**ABOUT THIS TASK**
Please continue the parent's message to a Sunday school teacher about an adopted child, starting right after its final sentence.

**SOURCE PASSAGE**
Sunday mornings are hectic. I scoot my child into your class with barely a "hello" (much less a potty training update or properly labeled sippy cup)... but I really do appreciate you. I'm scurrying off late to worship... but you've been in your classroom setting up all morning. The coloring pages and play-dough and Bible story are ready. While I'm enjoying worship... you are wiping noses, wiping bottoms, singing songs, building with blocks, serving goldfish, making crafts, and most importantly teaching my child about Christ. It's a big job, and I'm thankful you've chosen it.
But I need to ask more of you.
My child is adopted. She has been neglected and abused. She watched her parents violent brawls until one night the police came and took her away from the only home she'd ever known. She moved from place to place before finally landing in our home. And now she is here for good. We are her forever family... but she isn't like other kids. Her heart has been broken time and time again. She never really feels safe. She's afraid someone will come take her away again. So I need your help.
I need you to understand that many of her challenging behaviors are rooted in her past. If she's throwing blocks, don't assume she is just being naughty. She may be trying to win your attention. In a neglectful home, even negative attention is better than no attention at all.
I need you to help her set appropriate boundaries. She may try to kiss you or look through your purse or touch your earrings or play with your hair or rub your feet. Please don't take these actions lightly. She often puts herself in unsafe situations with strangers, so we need the help of trusted adults willing to tell her "Please don't give me a hug without asking".

[Point-per-instance localization data]
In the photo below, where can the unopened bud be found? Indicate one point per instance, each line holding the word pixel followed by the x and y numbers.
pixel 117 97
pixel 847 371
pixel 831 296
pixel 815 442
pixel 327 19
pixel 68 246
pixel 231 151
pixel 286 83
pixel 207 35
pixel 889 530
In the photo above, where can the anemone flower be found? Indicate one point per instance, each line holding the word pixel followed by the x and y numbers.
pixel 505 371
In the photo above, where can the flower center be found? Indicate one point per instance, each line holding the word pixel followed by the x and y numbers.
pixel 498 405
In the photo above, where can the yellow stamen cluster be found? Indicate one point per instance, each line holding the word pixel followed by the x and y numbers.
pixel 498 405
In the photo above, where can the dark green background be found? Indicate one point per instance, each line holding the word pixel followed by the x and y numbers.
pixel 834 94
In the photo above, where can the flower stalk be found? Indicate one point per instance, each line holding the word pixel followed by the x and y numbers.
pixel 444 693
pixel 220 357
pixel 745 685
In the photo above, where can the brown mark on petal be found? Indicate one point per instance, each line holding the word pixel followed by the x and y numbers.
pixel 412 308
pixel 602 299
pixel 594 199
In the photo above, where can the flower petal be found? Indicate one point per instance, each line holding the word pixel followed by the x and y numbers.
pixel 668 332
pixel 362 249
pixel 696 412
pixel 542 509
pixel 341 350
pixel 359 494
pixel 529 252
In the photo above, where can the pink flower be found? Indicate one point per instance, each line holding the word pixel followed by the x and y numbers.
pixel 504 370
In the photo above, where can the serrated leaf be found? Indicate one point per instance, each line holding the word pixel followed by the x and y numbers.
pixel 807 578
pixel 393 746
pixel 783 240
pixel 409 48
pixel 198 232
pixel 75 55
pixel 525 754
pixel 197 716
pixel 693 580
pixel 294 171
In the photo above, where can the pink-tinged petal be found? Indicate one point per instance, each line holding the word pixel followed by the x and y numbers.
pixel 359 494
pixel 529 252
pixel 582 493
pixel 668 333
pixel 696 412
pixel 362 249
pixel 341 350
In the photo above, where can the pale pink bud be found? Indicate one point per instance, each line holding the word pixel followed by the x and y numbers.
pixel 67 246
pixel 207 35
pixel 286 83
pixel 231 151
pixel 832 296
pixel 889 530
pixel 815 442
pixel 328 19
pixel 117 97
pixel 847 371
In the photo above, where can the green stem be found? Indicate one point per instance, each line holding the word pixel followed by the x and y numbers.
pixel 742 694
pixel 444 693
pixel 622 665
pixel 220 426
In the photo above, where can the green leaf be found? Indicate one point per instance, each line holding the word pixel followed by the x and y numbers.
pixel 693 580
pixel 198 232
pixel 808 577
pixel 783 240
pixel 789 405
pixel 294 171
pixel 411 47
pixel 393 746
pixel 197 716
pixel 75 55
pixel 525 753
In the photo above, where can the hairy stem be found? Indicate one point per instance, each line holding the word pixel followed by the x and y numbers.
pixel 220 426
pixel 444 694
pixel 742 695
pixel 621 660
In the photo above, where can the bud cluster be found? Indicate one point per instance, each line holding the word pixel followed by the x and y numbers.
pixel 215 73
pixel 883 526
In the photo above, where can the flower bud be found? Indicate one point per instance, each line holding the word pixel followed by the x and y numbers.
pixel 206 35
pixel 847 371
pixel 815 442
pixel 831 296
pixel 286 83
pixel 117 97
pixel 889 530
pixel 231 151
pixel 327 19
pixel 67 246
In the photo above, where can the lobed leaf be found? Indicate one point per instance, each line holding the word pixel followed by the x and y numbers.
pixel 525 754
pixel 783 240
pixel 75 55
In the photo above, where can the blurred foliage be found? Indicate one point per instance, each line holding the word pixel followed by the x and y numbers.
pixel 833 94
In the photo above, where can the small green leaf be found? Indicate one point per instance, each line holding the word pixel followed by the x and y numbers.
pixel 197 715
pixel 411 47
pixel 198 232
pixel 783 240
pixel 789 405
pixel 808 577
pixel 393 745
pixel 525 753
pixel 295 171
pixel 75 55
--
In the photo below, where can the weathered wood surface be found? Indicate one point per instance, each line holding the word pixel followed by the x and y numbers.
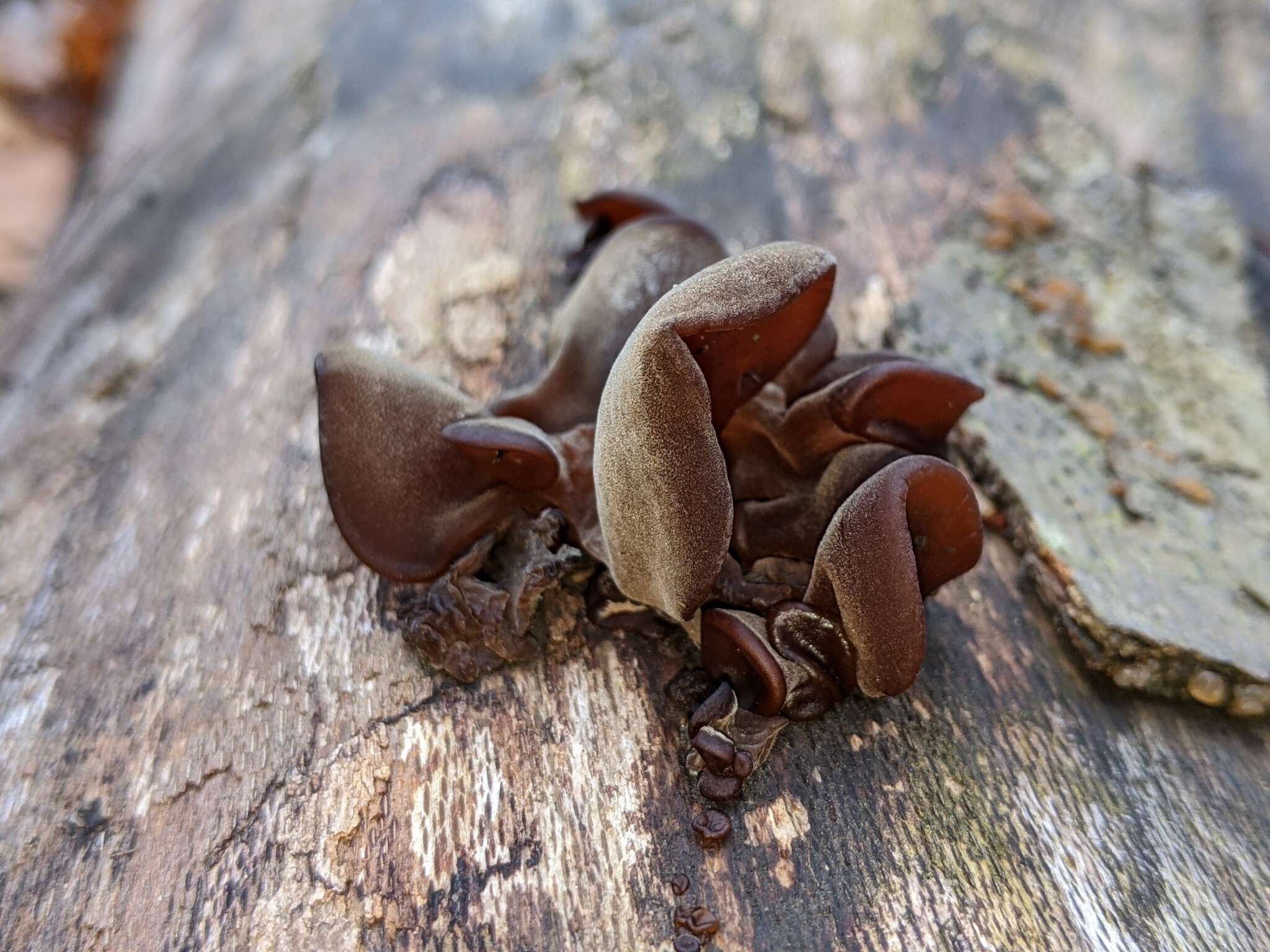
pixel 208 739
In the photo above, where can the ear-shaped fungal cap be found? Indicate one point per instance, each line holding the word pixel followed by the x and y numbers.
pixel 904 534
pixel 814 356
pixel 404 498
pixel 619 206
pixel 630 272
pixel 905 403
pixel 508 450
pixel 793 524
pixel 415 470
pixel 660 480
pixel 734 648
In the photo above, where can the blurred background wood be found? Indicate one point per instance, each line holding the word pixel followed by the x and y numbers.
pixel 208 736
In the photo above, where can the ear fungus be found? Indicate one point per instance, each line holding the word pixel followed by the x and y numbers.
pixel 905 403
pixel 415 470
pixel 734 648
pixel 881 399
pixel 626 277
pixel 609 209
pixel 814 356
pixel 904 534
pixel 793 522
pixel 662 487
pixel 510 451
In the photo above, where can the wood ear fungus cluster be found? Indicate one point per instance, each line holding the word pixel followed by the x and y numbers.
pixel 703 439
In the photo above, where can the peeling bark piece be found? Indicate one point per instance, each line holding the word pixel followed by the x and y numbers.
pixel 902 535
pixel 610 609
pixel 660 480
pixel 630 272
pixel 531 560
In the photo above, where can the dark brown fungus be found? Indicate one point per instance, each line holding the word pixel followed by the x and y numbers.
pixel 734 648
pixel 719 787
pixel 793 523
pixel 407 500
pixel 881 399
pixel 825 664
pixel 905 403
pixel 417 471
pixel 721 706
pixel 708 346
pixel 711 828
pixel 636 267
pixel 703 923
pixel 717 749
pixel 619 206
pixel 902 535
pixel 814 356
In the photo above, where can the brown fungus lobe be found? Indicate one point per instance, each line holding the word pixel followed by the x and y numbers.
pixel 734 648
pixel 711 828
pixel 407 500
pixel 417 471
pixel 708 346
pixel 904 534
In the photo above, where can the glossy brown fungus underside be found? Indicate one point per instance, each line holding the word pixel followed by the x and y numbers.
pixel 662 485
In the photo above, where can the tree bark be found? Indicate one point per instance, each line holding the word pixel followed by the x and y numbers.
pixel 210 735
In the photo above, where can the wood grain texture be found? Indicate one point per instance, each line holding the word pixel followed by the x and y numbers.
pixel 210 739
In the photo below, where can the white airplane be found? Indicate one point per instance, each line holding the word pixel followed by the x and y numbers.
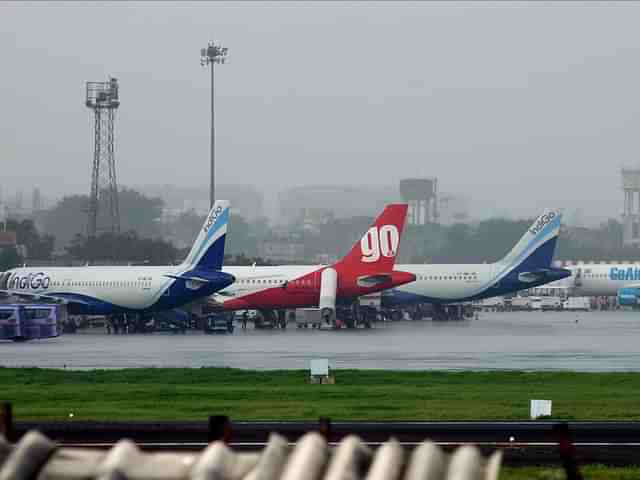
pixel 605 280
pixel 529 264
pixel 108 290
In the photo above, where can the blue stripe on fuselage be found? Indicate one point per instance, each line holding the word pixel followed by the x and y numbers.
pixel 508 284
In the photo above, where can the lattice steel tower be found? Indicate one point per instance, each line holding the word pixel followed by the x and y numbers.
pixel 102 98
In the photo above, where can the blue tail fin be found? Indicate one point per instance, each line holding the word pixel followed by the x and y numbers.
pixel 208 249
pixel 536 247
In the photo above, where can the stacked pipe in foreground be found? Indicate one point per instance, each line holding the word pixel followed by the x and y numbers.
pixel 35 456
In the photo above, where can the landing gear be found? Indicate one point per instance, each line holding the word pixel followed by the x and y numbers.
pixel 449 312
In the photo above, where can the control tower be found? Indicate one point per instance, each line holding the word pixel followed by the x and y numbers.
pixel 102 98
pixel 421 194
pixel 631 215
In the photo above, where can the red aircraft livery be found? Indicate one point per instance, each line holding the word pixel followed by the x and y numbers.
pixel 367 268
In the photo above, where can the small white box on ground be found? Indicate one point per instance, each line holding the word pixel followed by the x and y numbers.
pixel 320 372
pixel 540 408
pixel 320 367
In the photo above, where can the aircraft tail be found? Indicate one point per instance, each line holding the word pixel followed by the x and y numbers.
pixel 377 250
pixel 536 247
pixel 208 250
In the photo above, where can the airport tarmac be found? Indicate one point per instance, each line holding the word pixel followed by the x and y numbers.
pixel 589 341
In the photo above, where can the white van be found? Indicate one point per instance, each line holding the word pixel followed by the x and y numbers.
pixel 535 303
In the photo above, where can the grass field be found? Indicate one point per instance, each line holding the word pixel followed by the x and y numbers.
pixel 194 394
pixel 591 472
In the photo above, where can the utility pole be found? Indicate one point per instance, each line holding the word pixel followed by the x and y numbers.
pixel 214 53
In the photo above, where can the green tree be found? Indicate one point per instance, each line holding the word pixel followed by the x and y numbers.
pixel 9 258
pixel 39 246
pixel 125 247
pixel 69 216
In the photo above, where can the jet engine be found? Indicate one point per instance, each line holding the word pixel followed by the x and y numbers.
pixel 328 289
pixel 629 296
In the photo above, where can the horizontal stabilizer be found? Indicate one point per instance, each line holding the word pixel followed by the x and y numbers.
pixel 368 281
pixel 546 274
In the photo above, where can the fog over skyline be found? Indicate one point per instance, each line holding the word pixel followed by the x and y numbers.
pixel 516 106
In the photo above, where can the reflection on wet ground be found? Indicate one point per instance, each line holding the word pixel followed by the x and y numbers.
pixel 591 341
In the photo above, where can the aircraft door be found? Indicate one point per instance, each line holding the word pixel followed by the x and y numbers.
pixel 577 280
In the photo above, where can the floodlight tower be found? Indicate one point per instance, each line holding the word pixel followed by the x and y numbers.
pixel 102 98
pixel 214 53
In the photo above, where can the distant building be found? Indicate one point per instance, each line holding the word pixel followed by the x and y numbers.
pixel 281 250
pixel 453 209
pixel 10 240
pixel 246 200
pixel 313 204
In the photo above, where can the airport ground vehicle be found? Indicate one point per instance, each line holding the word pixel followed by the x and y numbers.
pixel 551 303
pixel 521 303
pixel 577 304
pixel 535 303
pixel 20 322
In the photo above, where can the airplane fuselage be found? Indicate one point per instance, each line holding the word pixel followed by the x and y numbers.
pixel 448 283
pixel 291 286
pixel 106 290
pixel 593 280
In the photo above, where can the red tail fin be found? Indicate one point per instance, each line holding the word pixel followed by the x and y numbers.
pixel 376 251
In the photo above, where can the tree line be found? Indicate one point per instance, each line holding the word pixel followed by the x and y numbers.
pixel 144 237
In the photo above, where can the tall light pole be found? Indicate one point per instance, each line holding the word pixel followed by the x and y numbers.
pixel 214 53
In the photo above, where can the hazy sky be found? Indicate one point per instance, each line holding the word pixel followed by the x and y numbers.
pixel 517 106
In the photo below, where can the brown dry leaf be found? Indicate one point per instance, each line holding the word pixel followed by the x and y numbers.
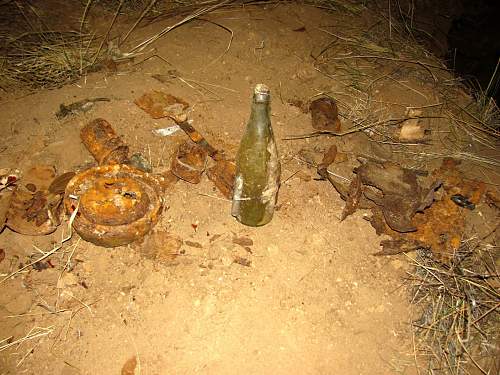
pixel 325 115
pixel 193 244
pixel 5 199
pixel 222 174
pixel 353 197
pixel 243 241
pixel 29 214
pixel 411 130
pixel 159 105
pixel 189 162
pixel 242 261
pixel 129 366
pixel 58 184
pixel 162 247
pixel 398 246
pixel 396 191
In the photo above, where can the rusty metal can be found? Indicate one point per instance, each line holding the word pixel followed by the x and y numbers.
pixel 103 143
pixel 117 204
...
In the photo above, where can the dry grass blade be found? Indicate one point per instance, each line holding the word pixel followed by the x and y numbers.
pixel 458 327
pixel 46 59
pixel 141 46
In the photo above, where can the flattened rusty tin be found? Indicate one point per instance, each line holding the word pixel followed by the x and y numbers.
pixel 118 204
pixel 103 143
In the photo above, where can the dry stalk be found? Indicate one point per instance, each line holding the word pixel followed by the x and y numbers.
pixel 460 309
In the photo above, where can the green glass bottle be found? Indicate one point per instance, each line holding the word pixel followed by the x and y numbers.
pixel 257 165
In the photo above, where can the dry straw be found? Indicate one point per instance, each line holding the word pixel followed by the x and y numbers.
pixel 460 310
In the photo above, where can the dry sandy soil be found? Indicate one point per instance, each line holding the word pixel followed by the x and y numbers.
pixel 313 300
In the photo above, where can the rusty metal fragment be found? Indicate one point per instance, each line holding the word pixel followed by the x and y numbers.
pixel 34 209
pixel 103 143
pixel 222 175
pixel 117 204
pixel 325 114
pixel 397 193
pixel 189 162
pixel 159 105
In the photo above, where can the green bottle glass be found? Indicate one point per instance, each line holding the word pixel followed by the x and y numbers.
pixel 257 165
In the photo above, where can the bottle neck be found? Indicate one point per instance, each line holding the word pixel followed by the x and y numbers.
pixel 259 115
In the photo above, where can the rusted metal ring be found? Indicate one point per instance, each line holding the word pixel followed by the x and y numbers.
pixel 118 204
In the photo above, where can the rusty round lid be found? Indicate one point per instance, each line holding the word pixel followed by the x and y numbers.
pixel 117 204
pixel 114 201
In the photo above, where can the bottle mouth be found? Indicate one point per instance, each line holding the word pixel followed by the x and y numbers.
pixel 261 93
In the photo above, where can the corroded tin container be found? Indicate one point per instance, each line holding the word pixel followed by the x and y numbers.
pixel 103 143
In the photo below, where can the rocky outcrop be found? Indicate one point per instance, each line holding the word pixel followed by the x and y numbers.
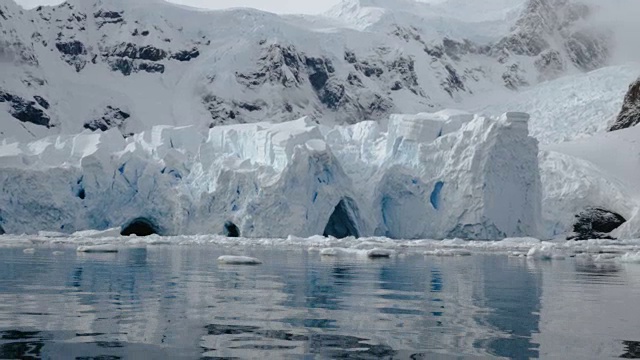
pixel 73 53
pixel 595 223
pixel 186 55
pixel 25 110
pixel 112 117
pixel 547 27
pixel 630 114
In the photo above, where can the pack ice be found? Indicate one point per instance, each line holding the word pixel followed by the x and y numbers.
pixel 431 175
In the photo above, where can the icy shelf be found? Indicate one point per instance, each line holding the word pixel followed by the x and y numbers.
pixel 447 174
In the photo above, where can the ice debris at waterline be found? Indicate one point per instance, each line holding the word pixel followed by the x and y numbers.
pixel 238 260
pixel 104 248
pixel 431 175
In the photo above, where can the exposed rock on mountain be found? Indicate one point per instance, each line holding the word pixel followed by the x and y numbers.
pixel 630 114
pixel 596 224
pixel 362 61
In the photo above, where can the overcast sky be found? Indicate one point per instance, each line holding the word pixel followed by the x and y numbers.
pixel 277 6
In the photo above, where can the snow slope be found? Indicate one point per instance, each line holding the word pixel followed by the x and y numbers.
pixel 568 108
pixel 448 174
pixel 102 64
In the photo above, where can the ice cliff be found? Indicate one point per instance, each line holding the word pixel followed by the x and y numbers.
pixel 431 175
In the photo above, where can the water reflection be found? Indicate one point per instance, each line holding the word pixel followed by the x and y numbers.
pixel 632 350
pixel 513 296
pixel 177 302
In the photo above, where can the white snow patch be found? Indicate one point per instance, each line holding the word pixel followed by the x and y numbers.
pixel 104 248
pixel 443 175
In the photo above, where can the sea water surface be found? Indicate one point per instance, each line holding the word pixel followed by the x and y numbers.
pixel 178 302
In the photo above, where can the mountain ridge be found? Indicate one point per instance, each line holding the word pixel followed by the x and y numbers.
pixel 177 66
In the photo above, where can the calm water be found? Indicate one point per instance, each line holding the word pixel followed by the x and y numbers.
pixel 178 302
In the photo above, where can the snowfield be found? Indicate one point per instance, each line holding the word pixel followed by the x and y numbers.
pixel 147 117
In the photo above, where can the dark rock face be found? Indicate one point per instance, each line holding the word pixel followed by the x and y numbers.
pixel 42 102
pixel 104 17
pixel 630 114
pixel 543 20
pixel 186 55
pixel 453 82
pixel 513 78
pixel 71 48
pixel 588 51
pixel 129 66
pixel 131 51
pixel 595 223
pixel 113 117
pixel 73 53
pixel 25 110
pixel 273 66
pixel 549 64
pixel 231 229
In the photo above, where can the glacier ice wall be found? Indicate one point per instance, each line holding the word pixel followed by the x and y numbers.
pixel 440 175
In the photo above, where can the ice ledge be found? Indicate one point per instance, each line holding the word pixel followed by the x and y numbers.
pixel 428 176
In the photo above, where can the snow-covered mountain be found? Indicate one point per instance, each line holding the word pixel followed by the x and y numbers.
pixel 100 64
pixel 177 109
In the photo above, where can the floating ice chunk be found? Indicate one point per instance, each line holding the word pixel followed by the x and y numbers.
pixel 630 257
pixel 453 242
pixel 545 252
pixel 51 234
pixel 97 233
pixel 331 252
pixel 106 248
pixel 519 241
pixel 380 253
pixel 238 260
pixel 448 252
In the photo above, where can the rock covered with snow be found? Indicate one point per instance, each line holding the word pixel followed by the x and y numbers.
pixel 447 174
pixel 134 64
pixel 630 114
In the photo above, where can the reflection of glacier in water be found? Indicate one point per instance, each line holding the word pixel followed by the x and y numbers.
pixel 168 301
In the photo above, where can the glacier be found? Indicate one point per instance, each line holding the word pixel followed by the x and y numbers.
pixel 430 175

**RESPONSE BELOW**
I need you not to tell her she is "lucky to have us" or tell us we are "saints for taking her in". She knows she is adopted, but we don't want her to grow up feeling like a pity case. We want her to know that we choose her regardless of her past or her behavior.
I need you to be patient with the delays that leave her struggling to keep up with her peers. She may not be able to sit still for circle time, or keep her hands to herself, or make her requests with words like the other kids in class. Although this may be distracting at times, we firmly believe she belongs in a class where her peers can set a positive example and encourage her toward growth.
I need you to reassure her that we will be back to pick her up. Please don't ever joke about how you would love to take her home with you. She's been taken from her parents before. Every time we drop her off she is coping with a deep fear that we will not ever come back.
In the short time you spend with my child each week you have a chance to be part of her healing. You can help her learn to trust, understand boundaries and grow. You care deeply for our child, and I see it in all that you do. It's not fair that I have let so many weeks go by without thanking you, or asking how you're doing, or sharing the strategies we're trying at home. Thank you for giving your time to serve in my child's class.